> Given task A:
In the airport surge thread, what happened to the first poster's acceptance rate for last week?
> Given task B:
Decide whether each statement agrees with the airport surge thread: (i) Surge pricing was seen at Love Field in Dallas. (ii) The San Diego airport surges often. (iii) The international airports in south Florida turn red during surges. Answer yes or no for each, quoting the words of the thread that decide it.
> Given task C:
Reproduce word for word the part of the airport surge thread starting with "I guess they" and going on through "game here Monday.".

> Quoted text:
◇ ◇ ◇ ◇
# Uber has the Airport Geo-Map here set to NEVER SURGE



## stiflers mom (Jan 10, 2015)

The map inside the map that is the airport here is set to never Surge here in Denver.
The whole state could be RED at the same time, but that little airport square will never go RED.
Even in white-out blizzard over the New Year's weekend I was caught in, it never goes to surge pricing.
As I drove 10MPH for the 10 miles it takes to get away from the airport, I continued to reject fare requests. The app would ping as quickly as I could bring it back online time and time again. In those conditions, there's no way I'm picking someone up. I'm just looking out for my own safety. I took the hit on my acceptance rate as it fell below 50% for last week, but it was worth the experiment.
I guess they do this to avoid the bad PR that might come from a pax initiated from the airport.

Is this the Uber practice in your city/airport?


----------



## Txchick (Nov 25, 2014)

Saw Love field in Dallas TX surge tonight but we have National Championship game here Monday.


----------



## stiflers mom (Jan 10, 2015)

so it's not the case at every airport, thanks


----------



## Walkersm (Apr 15, 2014)

It is similar at LAX. With the relatively few UberX cars that are legal to pick up there it should be surging 75% of the day. They have shut it off for one simple reason. In the fight with the Taxi the place that will be most hurtful to them to lose is the airport. So Uber has to keep prices low because they cannot win on availability as it is very hard to get an UberX at LAX.

What really sucks is the operators that spend a few thousand to get legal and then continue to spend money on commercial insurance they do not get to take advantage of any surge. Yes they can get rides one after another but a few surges would be nice to build up the war chest for repairs and such.


----------



## SDUberdriver (Nov 11, 2014)

stiflers mom said:


> The map inside the map that is the airport here is set to never Surge here in Denver.
> The whole state could be RED at the same time, but that little airport square will never go RED.
> Even in white-out blizzard over the New Year's weekend I was caught in, it never goes to surge pricing.
> As I drove 10MPH for the 10 miles it takes to get away from the airport, I continued to reject fare requests. The app would ping as quickly as I could bring it back online time and time again. In those conditions, there's no way I'm picking someone up. I'm just looking out for my own safety. I took the hit on my acceptance rate as it fell below 50% for last week, but it was worth the experiment.
> ...


_No surge at the San Diego airport. I don't think it would make sense,riders would just hop in cabs._


----------



## Raquel (Jan 9, 2015)

There has been surges at SAC airport..but very rare...


----------



## Chris Dee (Nov 19, 2014)

All international airports are the same here in south Fla., PBIA, MIA and FLIA all stay yellow during surges.


----------



## wtdrivesnj (Dec 5, 2014)
◇ ◇ ◇ ◇
> Record list:
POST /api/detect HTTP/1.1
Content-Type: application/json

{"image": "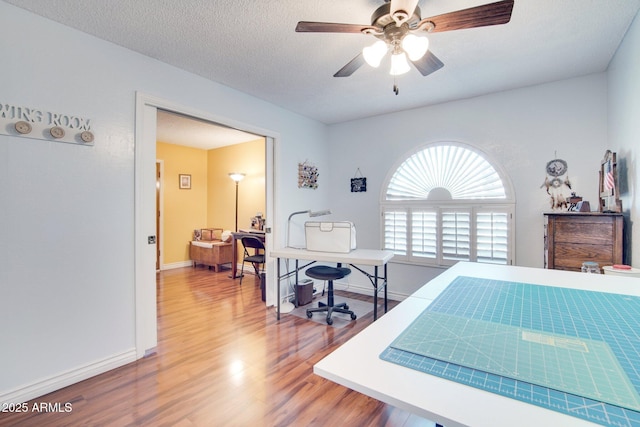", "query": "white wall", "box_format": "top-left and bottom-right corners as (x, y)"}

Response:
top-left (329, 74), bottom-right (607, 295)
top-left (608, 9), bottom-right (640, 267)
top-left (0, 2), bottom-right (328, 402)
◇ ◇ ◇ ◇
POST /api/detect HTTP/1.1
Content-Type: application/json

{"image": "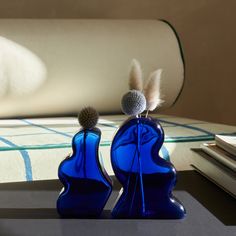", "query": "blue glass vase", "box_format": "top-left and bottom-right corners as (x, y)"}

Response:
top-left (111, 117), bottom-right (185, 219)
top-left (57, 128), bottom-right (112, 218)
◇ ◇ ◇ ◇
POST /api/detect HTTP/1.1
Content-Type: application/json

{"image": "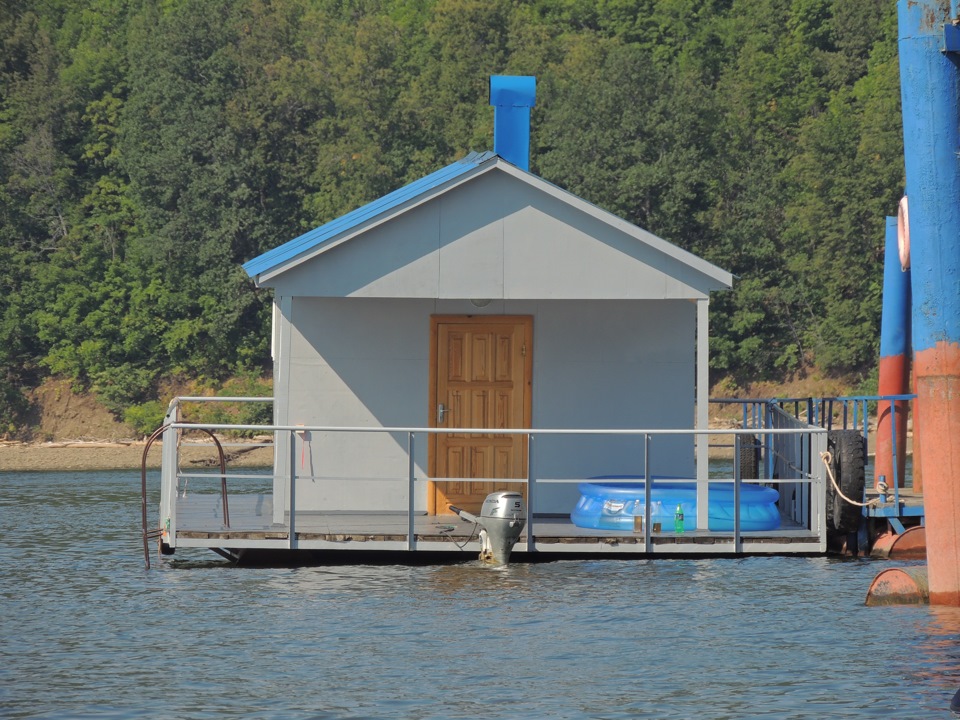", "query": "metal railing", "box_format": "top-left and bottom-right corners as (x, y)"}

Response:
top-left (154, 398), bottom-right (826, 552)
◇ ◇ ◇ ◇
> Result A:
It fell below 50%.

> Result B:
(i) Yes: "Saw Love field in Dallas TX surge tonight"
(ii) No: "No surge at the San Diego airport."
(iii) No: "PBIA, MIA and FLIA all stay yellow during surges."

> Result C:
I guess they do this to avoid the bad PR that might come from a pax initiated from the airport.

Is this the Uber practice in your city/airport?


----------



## Txchick (Nov 25, 2014)

Saw Love field in Dallas TX surge tonight but we have National Championship game here Monday.